(Recorded data)
=-=-=

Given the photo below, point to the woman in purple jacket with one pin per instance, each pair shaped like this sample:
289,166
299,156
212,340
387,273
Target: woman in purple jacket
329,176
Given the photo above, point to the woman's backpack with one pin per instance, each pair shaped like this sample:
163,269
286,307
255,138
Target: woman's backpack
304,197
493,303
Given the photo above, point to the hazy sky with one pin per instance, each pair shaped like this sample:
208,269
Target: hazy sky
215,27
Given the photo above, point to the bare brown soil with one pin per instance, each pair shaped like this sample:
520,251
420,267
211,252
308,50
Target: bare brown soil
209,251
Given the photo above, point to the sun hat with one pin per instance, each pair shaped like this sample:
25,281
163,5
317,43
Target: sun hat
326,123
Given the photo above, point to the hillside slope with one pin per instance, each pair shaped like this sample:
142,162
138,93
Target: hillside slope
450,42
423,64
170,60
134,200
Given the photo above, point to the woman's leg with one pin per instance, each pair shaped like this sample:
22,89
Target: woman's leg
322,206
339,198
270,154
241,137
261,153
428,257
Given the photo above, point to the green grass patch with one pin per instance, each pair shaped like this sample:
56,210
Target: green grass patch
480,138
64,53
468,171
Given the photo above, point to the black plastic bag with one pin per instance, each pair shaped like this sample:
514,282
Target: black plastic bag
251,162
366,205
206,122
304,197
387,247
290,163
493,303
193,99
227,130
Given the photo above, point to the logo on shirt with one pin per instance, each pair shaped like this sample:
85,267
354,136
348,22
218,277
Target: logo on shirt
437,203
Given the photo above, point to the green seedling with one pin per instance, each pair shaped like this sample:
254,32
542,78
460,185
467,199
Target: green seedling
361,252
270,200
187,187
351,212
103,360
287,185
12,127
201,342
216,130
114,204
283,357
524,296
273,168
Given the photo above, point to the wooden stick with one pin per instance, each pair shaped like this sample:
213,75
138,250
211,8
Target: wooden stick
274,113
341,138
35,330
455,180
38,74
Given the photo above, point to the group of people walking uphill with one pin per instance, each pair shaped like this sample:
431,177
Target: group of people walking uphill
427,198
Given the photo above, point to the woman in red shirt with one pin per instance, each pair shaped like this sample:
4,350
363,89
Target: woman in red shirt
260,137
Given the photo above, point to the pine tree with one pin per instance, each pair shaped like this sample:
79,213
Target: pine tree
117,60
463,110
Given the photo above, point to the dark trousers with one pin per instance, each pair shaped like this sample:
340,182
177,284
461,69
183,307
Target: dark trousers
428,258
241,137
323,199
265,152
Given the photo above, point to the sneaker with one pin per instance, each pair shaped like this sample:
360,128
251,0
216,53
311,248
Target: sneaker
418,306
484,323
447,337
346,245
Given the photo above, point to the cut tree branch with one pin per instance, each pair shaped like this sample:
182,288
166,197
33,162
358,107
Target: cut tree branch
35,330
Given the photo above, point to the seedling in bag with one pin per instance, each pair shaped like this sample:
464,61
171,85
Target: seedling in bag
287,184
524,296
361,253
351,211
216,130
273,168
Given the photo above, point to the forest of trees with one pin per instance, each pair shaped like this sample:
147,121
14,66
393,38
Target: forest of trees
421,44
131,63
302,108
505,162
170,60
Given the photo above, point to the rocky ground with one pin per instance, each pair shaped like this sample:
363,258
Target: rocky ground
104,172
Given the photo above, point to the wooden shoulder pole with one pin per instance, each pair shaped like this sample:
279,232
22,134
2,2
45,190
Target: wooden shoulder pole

=-=-=

# Prompt:
Output the entries exactly.

# Result:
Given the photo below, point to the woman in purple jacket with one pin per instance, each pair shaped like this sample:
289,166
299,156
212,340
387,273
Target: woman in purple jacket
329,176
Given the photo above, point to the woman's backpack with one pin per instance, each pair shaped like this sample:
163,269
286,307
255,138
Target: woman's backpack
304,197
493,303
Given the photo above, point to the hazy sky with one pin per instance, each pair shaped like this sample:
208,269
Target: hazy sky
215,27
Given the photo above, point to the bare brown soil with one pin per instance, each pair shaped like this sample:
520,251
420,267
211,252
308,50
Target: bare brown soil
209,251
Given the photo above, point to the sun hat with one pin per instance, each pair shaped like this sample:
25,281
163,5
317,43
Target: sun hat
326,123
Given the photo above, point to the hillside slope with one pin per instance, each pair shaped like this sample:
142,162
138,93
Target: hillside slope
450,42
423,64
170,60
134,200
Given the photo above, point to the woman's leg with one pin per instance, each pair shaped like this sample:
22,89
Target: woman's leg
322,206
339,198
270,154
241,137
261,153
428,257
Given the photo above, point to the green grass patch with one pin per instance, each pair shaped like this sample:
56,210
Target: green grass patch
480,138
64,53
468,171
Given the photo above, point to the black plastic bag with one pin per instance, each pair shaped like this sample:
514,282
Target: black plastic bag
251,162
366,205
206,122
304,197
387,247
290,163
493,303
193,99
227,130
Given the photo above, point to the logo on shirt with one pin per instance, each pair shaped like this sample:
85,267
354,136
348,22
218,277
Target: logo on shirt
437,203
Given the photo above, point to the green seedling with one pin per instance, each pair shaped like this sample:
254,32
542,78
460,185
467,199
Target: green seedling
361,252
270,200
187,187
351,212
103,360
287,185
12,127
201,342
216,130
114,204
283,357
524,296
273,168
Given the photo above, point to the wooden stick with one pin per instance, each pair shaped like this sample:
213,75
138,250
211,8
Target: wooden stick
274,113
341,138
35,330
455,180
38,74
Given the photo above, point to the group of people walking uphill with one pin per instance, each pair shaped like this sample:
431,177
Target: group of people walking uphill
427,198
Given the photo above, point to the woman in red shirt with one pin per instance, each pair shaped like this sample:
4,350
363,89
Target: woman in red shirt
260,137
Given the photo above, point to the pine tree with one pin per instance, each pair shaped like this sample:
79,213
Target: pine tree
117,60
463,110
Given the photo above, point to the dark trousers with one pin per instance, each pair shaped like this sample:
340,182
177,284
461,69
183,307
Target: dark trousers
428,258
241,137
323,199
265,152
Given the photo above, point to the sneaker with one pin per instance, each pair shaped like this sample:
360,128
251,0
216,53
311,248
Target: sneaker
418,306
484,323
447,337
346,245
Given the photo above, point to the cut tree branch with one pin per instance, each pair shaped like this sample:
182,288
166,197
33,162
358,107
Target: cut tree branch
35,330
Given the photo above, point to the seedling in bag with one pin per instance, each pair shaped like this sample:
464,61
171,85
Target: seedling in bag
287,184
524,296
361,253
351,211
216,130
273,168
Given the photo above, point to the forest of trees with one pin per instance, each pair shaped like this sample:
147,121
14,66
393,38
Target: forest of trees
421,44
131,63
302,108
505,162
170,60
Given the photo above, point to the rocky ground with one pin per instance, each pair shaped like this sample:
363,258
Target: rocky ground
104,172
Given the photo above, point to the wooden shoulder pole with one pin per instance, each pair shaped like this sample:
279,232
22,134
2,2
45,190
Target: wooden shoulder pole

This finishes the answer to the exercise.